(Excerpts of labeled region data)
········
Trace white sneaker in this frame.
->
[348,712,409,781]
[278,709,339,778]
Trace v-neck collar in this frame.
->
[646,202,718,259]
········
**Stated goal:**
Rewrite all of the data above, replacing every instance of "frame" with "image" and leaving everything else unchanged.

**Answer to this problem:**
Trace white sneaker in this image.
->
[348,712,409,781]
[278,709,339,778]
Trace v-neck collar in this image.
->
[646,202,718,259]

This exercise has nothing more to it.